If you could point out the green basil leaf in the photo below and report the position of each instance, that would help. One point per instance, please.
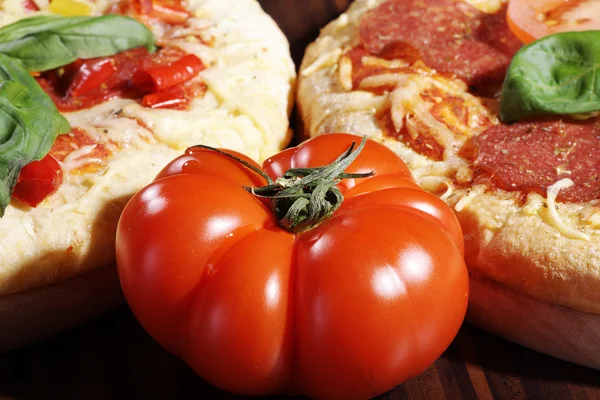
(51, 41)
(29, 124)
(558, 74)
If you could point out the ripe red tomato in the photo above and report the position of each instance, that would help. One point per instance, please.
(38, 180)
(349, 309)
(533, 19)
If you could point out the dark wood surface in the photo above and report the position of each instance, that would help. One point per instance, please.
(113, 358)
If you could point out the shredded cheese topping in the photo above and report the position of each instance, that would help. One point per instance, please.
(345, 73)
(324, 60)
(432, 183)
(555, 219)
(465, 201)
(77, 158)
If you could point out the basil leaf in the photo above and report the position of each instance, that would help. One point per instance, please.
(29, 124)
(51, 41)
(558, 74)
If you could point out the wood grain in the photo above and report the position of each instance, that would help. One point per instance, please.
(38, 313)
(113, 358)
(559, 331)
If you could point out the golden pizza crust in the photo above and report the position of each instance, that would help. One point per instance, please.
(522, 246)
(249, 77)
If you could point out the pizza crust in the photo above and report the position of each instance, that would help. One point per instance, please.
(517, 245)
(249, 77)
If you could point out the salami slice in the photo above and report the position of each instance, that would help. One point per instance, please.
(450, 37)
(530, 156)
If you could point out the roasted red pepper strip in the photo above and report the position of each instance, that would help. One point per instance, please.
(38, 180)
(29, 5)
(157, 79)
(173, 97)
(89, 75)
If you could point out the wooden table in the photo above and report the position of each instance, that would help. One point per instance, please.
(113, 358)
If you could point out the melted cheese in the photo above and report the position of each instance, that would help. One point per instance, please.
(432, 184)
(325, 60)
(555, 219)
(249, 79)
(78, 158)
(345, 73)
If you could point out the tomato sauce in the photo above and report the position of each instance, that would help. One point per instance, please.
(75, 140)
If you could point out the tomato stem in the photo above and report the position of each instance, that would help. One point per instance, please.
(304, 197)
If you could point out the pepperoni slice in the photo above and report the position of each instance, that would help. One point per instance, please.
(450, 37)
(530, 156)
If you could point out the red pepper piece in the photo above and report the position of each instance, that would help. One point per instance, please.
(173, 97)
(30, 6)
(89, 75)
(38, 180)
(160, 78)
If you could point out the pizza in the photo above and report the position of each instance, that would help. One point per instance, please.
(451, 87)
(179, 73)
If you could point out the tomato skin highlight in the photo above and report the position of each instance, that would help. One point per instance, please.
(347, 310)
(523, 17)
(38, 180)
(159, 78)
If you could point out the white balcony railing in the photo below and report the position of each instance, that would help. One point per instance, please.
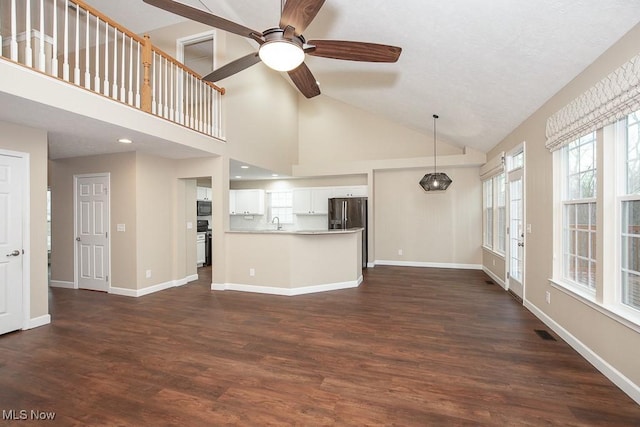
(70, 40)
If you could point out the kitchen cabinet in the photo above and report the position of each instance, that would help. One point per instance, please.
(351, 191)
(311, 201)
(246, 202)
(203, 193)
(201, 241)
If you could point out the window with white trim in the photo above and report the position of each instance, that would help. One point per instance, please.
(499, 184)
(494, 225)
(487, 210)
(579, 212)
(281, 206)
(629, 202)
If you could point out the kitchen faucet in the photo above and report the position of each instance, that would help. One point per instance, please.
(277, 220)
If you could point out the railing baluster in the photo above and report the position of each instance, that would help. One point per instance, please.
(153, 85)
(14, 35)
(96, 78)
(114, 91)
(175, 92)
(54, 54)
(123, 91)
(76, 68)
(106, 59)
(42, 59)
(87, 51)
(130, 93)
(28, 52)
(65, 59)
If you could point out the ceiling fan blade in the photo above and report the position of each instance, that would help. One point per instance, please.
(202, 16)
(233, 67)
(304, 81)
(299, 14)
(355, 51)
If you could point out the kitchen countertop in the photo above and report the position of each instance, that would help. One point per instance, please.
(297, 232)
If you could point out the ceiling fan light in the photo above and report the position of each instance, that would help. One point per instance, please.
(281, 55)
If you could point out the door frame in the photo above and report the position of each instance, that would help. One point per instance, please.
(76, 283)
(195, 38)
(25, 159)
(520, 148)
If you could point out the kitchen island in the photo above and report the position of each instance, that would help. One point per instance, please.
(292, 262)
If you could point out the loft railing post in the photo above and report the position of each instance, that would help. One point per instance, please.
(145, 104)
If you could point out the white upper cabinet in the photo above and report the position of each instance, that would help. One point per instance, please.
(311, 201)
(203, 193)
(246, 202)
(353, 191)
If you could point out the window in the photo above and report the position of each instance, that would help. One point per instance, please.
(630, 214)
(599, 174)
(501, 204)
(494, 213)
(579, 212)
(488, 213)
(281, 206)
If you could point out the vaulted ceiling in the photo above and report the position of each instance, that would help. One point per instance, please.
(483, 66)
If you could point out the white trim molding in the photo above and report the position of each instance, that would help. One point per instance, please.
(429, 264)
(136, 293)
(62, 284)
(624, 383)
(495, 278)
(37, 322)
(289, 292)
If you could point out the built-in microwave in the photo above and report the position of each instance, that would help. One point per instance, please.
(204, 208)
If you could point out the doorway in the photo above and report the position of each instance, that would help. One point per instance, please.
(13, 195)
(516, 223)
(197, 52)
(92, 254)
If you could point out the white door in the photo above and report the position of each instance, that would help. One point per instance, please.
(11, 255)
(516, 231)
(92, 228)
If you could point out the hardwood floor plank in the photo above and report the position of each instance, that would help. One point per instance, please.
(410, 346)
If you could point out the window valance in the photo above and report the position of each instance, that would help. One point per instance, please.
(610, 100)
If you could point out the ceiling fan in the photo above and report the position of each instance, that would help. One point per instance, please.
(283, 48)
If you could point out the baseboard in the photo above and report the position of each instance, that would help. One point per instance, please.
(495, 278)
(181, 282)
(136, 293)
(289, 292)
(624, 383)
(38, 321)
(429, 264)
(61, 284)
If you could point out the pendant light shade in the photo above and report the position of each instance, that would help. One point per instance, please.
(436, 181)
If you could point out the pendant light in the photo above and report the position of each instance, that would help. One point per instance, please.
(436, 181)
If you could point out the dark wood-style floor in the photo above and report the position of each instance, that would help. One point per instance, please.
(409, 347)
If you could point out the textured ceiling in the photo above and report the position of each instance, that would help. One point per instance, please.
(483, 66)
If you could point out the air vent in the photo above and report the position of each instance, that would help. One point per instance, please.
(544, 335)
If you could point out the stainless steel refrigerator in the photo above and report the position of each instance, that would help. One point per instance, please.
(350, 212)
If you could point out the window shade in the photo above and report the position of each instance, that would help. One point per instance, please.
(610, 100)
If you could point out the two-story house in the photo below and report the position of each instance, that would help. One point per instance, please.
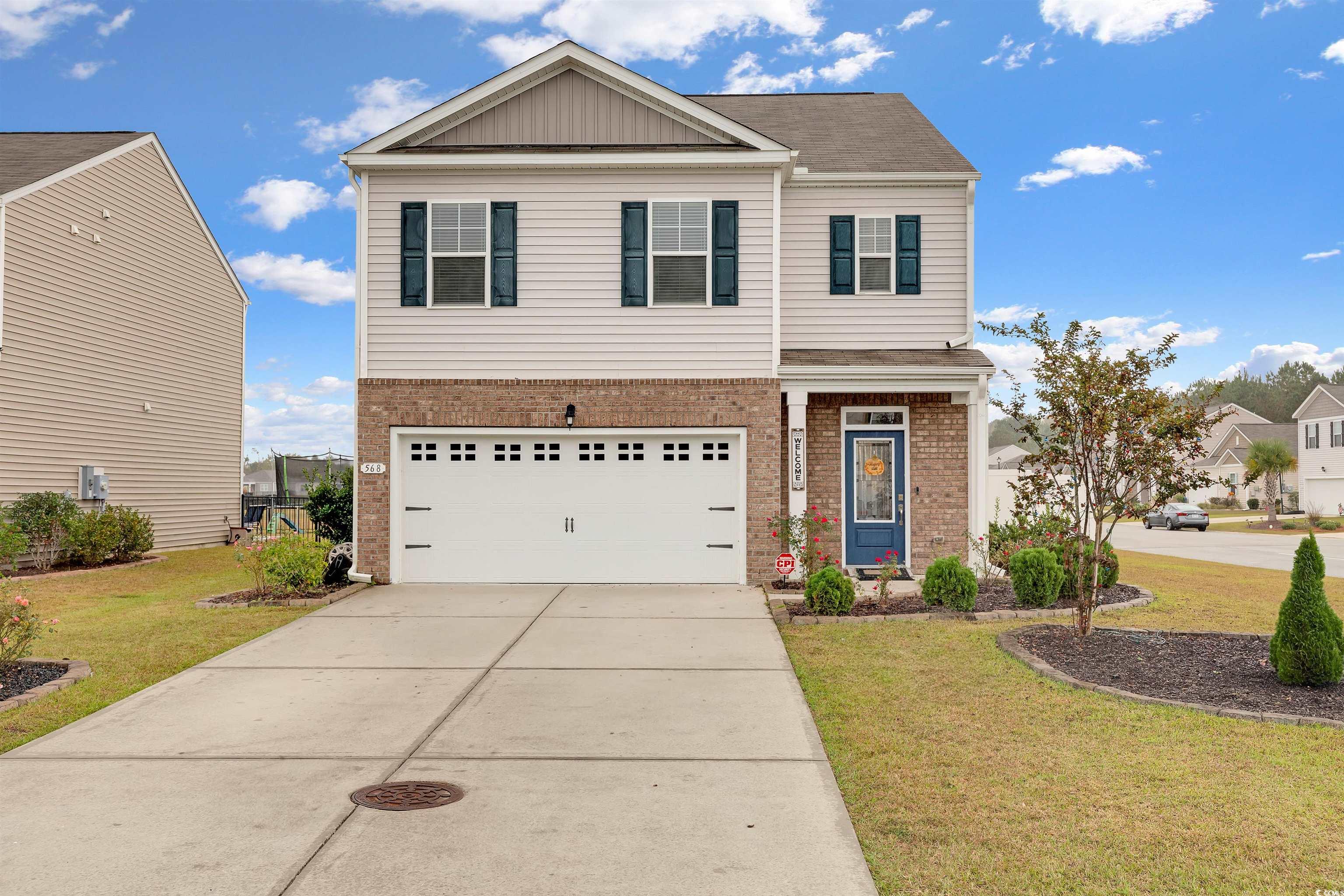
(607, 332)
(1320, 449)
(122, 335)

——

- TASK BRIEF
Update the records by replacing every "report the position" with "give the coordinates" and changing nothing else. Reproduce all the records with this change, and omit the pictures.

- OUTPUT FOR THIS EXERCISE
If you could point out the green basil leaf in the photo below and give the coordinates of each instance, that would help. One point per instance, please.
(51, 41)
(29, 124)
(558, 74)
If you could point out the ripe red tomato in the photo above and give the coordinates of each instance, that would help. One point per instance, please.
(38, 180)
(349, 309)
(533, 19)
If you could point out the dark wood surface in the photo above and give the coordinates of each instance, that would help. One point per instance, please.
(113, 358)
If you could point out the shredded cheese topping in the photo above and give the coordinates of each instance, that would help. One point per instance, please.
(345, 73)
(324, 60)
(432, 183)
(555, 219)
(465, 201)
(77, 158)
If you could point out the basil leaf in the photo above and give the coordinates of each instance, that would help. One point per instance, please.
(29, 124)
(51, 41)
(558, 74)
If you could point out the wood grain in the photo above and give the coordinates of each instance, that would help. One point per instance, please.
(38, 313)
(113, 358)
(559, 331)
If you could point out the golden pizza crust in the photo above and give the coordinates of each instance, that would help. One point per instance, please.
(522, 246)
(249, 77)
If you could point out the pizza crust in the photo above and give the coordinates of each instance, that would help. One point per instance, please.
(517, 245)
(249, 77)
If you could point out the salami slice in the photo above and give the coordinates of each instance, that would help. One point per instance, please.
(450, 37)
(530, 156)
If you could point out the roasted red pepper strip in the photo above and give the coordinates of each instance, that would help. One point per instance, please.
(38, 180)
(29, 5)
(157, 79)
(173, 97)
(89, 75)
If you could point out the wooden table in the photo above and give the coordinates of each instance, that would help. One point per instance, please.
(113, 358)
If you could point out the melted cheese in the photo above and give the coordinates of each instance, that would help. One point per instance, please.
(432, 184)
(325, 60)
(555, 219)
(249, 79)
(78, 158)
(345, 73)
If you could point out the tomato sauce in the photo above and give the coordinates of each instance, that would help. One point per instance, please.
(75, 140)
If you could point out the tomato stem in the photo above and give the coordinates of each instance, that would help. One point per instance, please.
(304, 197)
If you could point out the pepperoni slice in the photo above and give the coordinates of each instance, that would help. One point per instance, please.
(450, 37)
(530, 156)
If you could point out the red pepper piece in the photo above and give the coordinates of each instance, that would help. One point per instance, please.
(173, 97)
(30, 6)
(89, 75)
(38, 180)
(160, 78)
If you could point out the pizza in the photo above and give the coordinates of each instance, that would help. One point per instance, please.
(451, 87)
(179, 73)
If you could point out the tomato skin highlight in the photo above and give the coordinates of each instance, that would help. One point per instance, please.
(347, 310)
(523, 17)
(38, 180)
(159, 78)
If you could point out the white balcony railing in the photo below and give the coordinates of each instance, that would help. One point per instance, please.
(70, 40)
If you could point out the kitchen cabinet in the photo above and give the coordinates of each instance, that would help. One point per instance, please.
(351, 191)
(311, 201)
(246, 202)
(203, 193)
(201, 241)
If you could point out the window with white trim in the photo above and give the coordinates of each instance, that would help. One point per instance, please.
(499, 184)
(494, 225)
(487, 210)
(579, 212)
(281, 206)
(629, 202)
If you could point out the kitchen faucet in the photo above and give the coordinates of each instance, that would help. One point per instance, please.
(277, 220)
If you could point out the railing baluster in the photo above and give the coordinates of each instance, that would help. One point per instance, please.
(153, 85)
(14, 35)
(96, 78)
(114, 91)
(175, 92)
(54, 54)
(123, 91)
(76, 68)
(106, 59)
(42, 59)
(87, 51)
(130, 93)
(28, 52)
(65, 59)
If you could point out the ceiling fan blade in the photo above and give the coordinates of each instance, that would help. One point per instance, please.
(202, 16)
(233, 67)
(304, 81)
(299, 14)
(355, 51)
If you could point out the kitchen countertop in the photo above and give the coordinates of each instance, that would help. One point per instance, please.
(297, 232)
If you could point out the ceiling fan light in the photo above and give the coordinates of each instance, that would help. One point per instance, please.
(281, 55)
If you could point out the door frame in the photo above and give the coordinates of each instance, that would help. One point per instance, please.
(76, 283)
(195, 38)
(25, 159)
(520, 148)
If you could point out the kitchen island in the photo above and give the coordinates of each instance, that would help. One point per instance, please.
(292, 262)
If you could point out the loft railing post in the photo above and give the coordinates of each instance, that would help. One point per instance, please.
(145, 104)
If you could point out the white upper cabinet in the photo above and give the coordinates of each instance, that would help. One point per instance, please.
(311, 201)
(203, 193)
(246, 202)
(353, 191)
If you could point out the window in the photo above and give the coordinates of each instance, that would help. One point per instance, please.
(630, 214)
(599, 174)
(501, 204)
(494, 213)
(579, 212)
(488, 213)
(281, 206)
If you could point out the vaulted ceiling in the photo above and give the coordinates of each instance, that would help. One point per instance, please.
(483, 66)
If you could point out the white trim molding in the photo above and give the coordinates of each instance, that would help. One point per instance, please.
(429, 264)
(136, 293)
(62, 284)
(624, 383)
(495, 278)
(37, 322)
(289, 292)
If you could point out the built-in microwave in the photo above and give the coordinates of each instance, that would help. One point per instance, please.
(204, 208)
If you could point out the doorway in the photo above and give the coordinates of each instance, that would help. One point per instance, please.
(13, 195)
(516, 223)
(197, 52)
(92, 254)
If you could point out the white door in the photo above and give the coordinates of each instance, that would help. One point per instance, please.
(11, 255)
(516, 231)
(92, 228)
If you could point out the hardwood floor plank in the photo above and give the coordinates of each instance, that would help. One point per instance, please.
(410, 346)
If you could point out the window valance in the photo above and give the coordinates of each instance, that would help. One point per instance, please.
(610, 100)
If you could point out the ceiling fan in the photo above and give the coordinates of each instance, that would help. One point per instance, please.
(283, 48)
If you could point out the baseboard in the photo above and give the coordinates of each instance, that would help. One point per instance, please.
(495, 278)
(181, 282)
(136, 293)
(289, 292)
(624, 383)
(38, 321)
(429, 264)
(61, 284)
If you could point out the pendant light shade in the photo above and give the coordinates of each instance, that would help. One point per instance, please.
(436, 181)
If you could point out the pendant light in the photo above and give the coordinates of each instance, that would help. One point per instance, please.
(436, 181)
If you could point out the dark wood-style floor in the photo above and give the coordinates of each instance, that would help. One point per instance, please.
(409, 347)
If you could point out the textured ceiling in the photo above and give the coordinates of each instance, that would help. One point per instance, please.
(483, 66)
If you could point out the air vent in the photo above and give the coordinates of each instance, that would help. One point per instance, please.
(544, 335)
If you could point out the stainless steel refrigerator in the photo above and give the coordinates of each instance, that would help. One point per instance, please.
(350, 212)
If you could point out the window shade in the photo above and give the coordinates of each instance, that would help. One point per instance, please.
(610, 100)
If you could point out the two-story house in the photo below and give the coordinates of each instance, that would help. One point per instance, please.
(607, 332)
(1320, 449)
(122, 335)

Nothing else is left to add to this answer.